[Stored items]
Content starts

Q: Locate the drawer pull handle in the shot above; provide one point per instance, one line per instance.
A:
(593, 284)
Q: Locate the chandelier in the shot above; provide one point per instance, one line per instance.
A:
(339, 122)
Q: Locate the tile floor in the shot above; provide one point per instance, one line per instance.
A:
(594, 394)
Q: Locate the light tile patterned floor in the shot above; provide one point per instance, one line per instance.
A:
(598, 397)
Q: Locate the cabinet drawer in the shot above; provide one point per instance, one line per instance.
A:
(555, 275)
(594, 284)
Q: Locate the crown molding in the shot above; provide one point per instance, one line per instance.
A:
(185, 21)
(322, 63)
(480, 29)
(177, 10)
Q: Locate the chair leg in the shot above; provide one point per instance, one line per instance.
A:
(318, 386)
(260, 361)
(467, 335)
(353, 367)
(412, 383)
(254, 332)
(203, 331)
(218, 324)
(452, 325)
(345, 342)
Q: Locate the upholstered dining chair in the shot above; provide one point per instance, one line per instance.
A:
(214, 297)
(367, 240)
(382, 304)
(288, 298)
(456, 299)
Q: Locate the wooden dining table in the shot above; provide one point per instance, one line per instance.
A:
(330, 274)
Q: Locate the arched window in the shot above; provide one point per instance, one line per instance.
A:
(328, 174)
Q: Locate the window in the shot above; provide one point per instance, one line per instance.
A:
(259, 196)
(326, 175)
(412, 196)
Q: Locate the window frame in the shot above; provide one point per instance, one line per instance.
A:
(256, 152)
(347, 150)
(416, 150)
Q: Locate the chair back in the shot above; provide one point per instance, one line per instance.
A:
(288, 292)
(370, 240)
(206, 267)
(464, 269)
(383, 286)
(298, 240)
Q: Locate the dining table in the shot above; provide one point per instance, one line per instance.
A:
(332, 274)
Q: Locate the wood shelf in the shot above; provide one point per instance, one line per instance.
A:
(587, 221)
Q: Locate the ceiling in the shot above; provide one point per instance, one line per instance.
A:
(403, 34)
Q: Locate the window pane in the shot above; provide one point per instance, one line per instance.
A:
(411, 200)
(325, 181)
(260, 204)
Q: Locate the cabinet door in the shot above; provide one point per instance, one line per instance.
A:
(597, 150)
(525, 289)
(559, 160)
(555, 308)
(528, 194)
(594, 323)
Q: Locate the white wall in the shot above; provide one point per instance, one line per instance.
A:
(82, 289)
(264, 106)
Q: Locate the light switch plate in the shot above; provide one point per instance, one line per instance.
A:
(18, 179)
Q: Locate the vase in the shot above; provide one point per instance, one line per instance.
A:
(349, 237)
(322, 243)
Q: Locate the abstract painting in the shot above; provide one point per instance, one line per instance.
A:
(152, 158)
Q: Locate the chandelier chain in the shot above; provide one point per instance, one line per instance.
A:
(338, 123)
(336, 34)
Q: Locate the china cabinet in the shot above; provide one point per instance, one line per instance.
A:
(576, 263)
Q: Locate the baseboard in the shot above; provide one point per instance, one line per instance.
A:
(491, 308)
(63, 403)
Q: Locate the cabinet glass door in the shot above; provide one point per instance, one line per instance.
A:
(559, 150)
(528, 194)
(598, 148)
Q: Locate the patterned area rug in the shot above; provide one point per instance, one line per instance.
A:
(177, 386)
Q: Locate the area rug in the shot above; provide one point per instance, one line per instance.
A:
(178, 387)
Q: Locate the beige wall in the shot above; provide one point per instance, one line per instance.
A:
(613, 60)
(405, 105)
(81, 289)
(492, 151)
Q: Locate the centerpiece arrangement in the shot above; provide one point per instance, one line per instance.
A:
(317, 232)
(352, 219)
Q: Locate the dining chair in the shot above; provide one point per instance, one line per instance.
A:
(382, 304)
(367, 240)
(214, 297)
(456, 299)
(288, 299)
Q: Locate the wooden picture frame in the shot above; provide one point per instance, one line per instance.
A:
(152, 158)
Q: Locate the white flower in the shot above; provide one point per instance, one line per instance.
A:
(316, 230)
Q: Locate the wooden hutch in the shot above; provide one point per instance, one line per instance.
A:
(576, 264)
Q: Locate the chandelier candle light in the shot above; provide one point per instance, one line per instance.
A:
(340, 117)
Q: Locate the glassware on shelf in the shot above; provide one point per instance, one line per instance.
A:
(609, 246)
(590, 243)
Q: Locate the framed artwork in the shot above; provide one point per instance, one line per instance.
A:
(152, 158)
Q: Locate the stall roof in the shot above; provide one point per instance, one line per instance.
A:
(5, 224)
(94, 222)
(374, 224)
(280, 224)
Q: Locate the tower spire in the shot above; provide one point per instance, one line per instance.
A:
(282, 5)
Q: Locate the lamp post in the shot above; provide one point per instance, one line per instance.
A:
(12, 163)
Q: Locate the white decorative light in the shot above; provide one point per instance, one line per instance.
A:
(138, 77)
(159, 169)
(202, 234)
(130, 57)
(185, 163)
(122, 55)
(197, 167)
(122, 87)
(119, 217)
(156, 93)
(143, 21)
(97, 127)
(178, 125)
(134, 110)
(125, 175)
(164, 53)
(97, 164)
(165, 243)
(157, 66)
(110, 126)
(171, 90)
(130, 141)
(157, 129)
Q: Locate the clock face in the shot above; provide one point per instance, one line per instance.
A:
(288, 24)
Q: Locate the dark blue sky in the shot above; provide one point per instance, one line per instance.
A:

Content ends

▸ **Instructions to follow**
If a line in the entries above has the word "door", copy it.

▸ **Expected answer**
Q: Locate the cabinet door in the shot above; provide one point per instance, one line per instance.
Q: Locate the cabinet glass door in the shot above; provide one point per instance, one line per instance.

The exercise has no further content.